점 라벨링 예시:
######
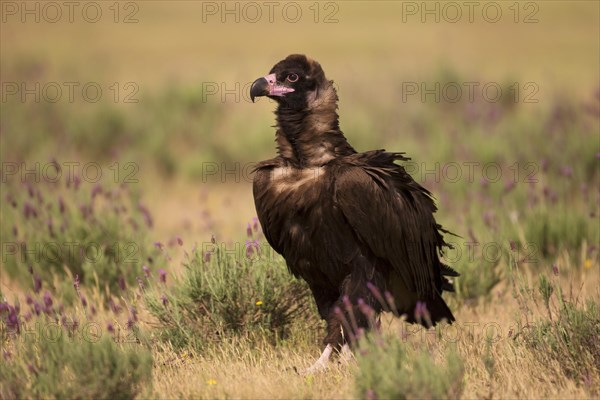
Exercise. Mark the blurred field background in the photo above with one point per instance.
(175, 146)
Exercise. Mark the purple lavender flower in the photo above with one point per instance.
(61, 205)
(76, 283)
(37, 283)
(133, 313)
(83, 300)
(567, 171)
(76, 182)
(96, 190)
(162, 275)
(29, 210)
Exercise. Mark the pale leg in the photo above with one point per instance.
(322, 362)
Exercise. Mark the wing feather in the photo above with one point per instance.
(393, 216)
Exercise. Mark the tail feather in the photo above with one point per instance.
(437, 311)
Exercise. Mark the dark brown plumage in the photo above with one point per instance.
(343, 219)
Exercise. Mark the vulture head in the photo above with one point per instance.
(296, 83)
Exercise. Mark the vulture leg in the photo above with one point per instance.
(322, 362)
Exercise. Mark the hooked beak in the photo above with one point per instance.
(267, 86)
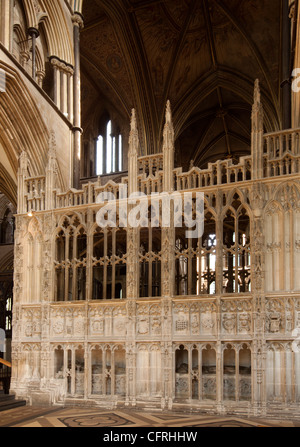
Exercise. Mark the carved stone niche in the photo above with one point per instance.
(208, 322)
(244, 322)
(181, 324)
(274, 321)
(229, 323)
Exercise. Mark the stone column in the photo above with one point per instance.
(34, 34)
(257, 134)
(286, 66)
(258, 280)
(132, 285)
(6, 10)
(168, 259)
(78, 25)
(51, 173)
(22, 175)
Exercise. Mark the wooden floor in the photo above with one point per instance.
(76, 417)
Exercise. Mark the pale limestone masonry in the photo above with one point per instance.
(131, 317)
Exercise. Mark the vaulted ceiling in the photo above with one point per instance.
(202, 55)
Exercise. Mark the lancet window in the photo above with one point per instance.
(109, 264)
(71, 262)
(236, 249)
(109, 150)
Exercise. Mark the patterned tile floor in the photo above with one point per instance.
(127, 419)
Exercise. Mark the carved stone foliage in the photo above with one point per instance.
(107, 321)
(282, 315)
(194, 318)
(236, 316)
(149, 320)
(31, 323)
(67, 321)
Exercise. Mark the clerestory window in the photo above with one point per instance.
(109, 151)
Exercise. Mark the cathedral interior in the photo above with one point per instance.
(158, 98)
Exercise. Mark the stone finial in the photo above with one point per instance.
(134, 136)
(133, 123)
(168, 113)
(257, 95)
(52, 144)
(257, 109)
(23, 161)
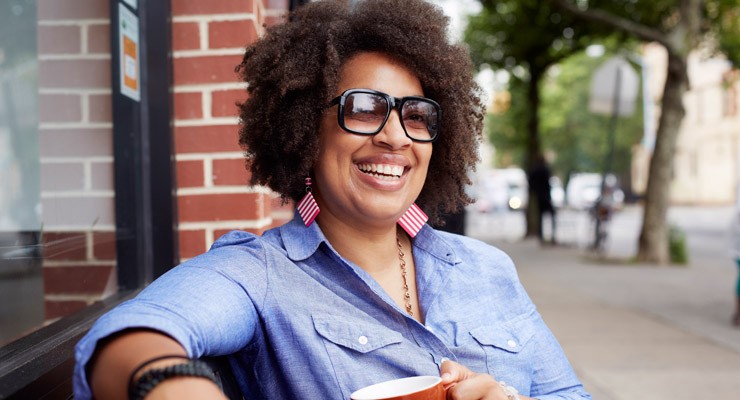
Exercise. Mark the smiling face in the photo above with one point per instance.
(370, 181)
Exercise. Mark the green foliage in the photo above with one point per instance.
(677, 247)
(505, 130)
(724, 22)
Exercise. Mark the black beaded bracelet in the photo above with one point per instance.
(153, 377)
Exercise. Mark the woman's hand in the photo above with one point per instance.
(464, 384)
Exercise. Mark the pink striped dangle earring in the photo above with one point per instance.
(412, 220)
(307, 208)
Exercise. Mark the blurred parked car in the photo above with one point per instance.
(557, 193)
(501, 189)
(584, 189)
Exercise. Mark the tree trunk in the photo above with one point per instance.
(653, 242)
(534, 148)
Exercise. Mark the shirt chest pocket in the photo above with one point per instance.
(508, 349)
(363, 352)
(355, 334)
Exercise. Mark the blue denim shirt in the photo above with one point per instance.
(298, 321)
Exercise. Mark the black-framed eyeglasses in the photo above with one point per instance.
(365, 112)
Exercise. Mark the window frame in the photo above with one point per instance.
(40, 364)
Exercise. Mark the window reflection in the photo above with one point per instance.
(57, 223)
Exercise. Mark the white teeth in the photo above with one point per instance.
(383, 171)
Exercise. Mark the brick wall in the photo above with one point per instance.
(76, 153)
(213, 196)
(76, 147)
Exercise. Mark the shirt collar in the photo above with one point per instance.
(301, 242)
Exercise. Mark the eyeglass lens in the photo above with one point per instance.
(367, 112)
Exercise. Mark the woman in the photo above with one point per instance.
(357, 113)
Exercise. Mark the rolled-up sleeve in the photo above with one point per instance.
(207, 304)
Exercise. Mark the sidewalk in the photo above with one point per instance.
(638, 331)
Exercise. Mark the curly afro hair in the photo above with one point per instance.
(293, 72)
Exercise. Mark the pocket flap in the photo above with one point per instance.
(511, 337)
(354, 333)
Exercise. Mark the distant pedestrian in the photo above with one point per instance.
(539, 185)
(736, 256)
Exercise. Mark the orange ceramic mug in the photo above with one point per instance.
(413, 388)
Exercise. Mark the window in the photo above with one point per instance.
(73, 244)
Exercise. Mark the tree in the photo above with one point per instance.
(681, 27)
(525, 37)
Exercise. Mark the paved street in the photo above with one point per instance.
(633, 331)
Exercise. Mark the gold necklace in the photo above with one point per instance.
(406, 294)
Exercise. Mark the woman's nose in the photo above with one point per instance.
(392, 135)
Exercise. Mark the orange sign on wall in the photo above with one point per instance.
(129, 52)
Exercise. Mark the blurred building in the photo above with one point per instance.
(707, 158)
(119, 157)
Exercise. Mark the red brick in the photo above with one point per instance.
(230, 172)
(206, 139)
(98, 39)
(104, 245)
(75, 74)
(65, 246)
(192, 243)
(87, 279)
(190, 173)
(62, 308)
(59, 39)
(223, 34)
(223, 102)
(100, 106)
(220, 207)
(185, 36)
(72, 9)
(206, 69)
(191, 7)
(188, 105)
(60, 108)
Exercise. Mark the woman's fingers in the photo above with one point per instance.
(464, 384)
(478, 387)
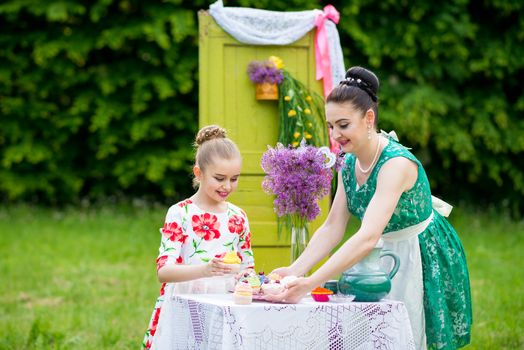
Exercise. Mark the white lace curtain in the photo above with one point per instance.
(262, 27)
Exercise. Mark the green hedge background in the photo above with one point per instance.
(100, 98)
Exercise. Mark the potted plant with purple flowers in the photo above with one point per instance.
(266, 75)
(298, 178)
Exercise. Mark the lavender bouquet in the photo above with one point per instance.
(298, 178)
(269, 71)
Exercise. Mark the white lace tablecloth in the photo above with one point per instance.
(213, 321)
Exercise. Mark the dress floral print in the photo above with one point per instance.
(193, 236)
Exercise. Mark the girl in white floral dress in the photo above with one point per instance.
(199, 231)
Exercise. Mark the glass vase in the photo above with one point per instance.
(299, 239)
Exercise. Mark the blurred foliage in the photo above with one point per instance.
(100, 98)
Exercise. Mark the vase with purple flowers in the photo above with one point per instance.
(266, 75)
(298, 178)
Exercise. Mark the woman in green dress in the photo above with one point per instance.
(386, 187)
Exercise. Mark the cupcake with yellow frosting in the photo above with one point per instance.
(243, 294)
(233, 259)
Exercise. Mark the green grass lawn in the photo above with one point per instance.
(85, 278)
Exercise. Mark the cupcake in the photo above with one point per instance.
(232, 258)
(274, 276)
(243, 294)
(287, 279)
(272, 288)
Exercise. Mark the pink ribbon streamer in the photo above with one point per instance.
(322, 56)
(322, 48)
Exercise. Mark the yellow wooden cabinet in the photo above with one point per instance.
(227, 98)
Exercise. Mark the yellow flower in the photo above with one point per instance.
(277, 61)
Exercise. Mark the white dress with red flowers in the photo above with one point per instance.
(192, 236)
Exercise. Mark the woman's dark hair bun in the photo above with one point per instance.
(366, 76)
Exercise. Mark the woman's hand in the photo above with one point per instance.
(293, 293)
(215, 267)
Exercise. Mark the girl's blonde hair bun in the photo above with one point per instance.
(208, 133)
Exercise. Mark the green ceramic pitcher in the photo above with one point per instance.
(366, 280)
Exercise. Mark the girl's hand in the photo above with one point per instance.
(215, 267)
(293, 293)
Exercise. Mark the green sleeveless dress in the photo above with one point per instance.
(447, 297)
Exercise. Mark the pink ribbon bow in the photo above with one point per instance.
(322, 48)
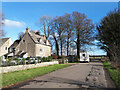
######
과제 목표:
위 항목에서 "purple" 문자열이 들어간 줄을 빠짐없이 모아 옮겨 적으세요. 대소문자가 다르면 같은 문자열로 보지 않습니다.

과제 결과:
Exercise. Mark the purple lavender flower in the photo above with one point per instance.
Exercise. Mark the potted plant with purple flowers in the photo above with one point per instance.
Exercise. Mark the vase with purple flowers in the photo above with one point per instance.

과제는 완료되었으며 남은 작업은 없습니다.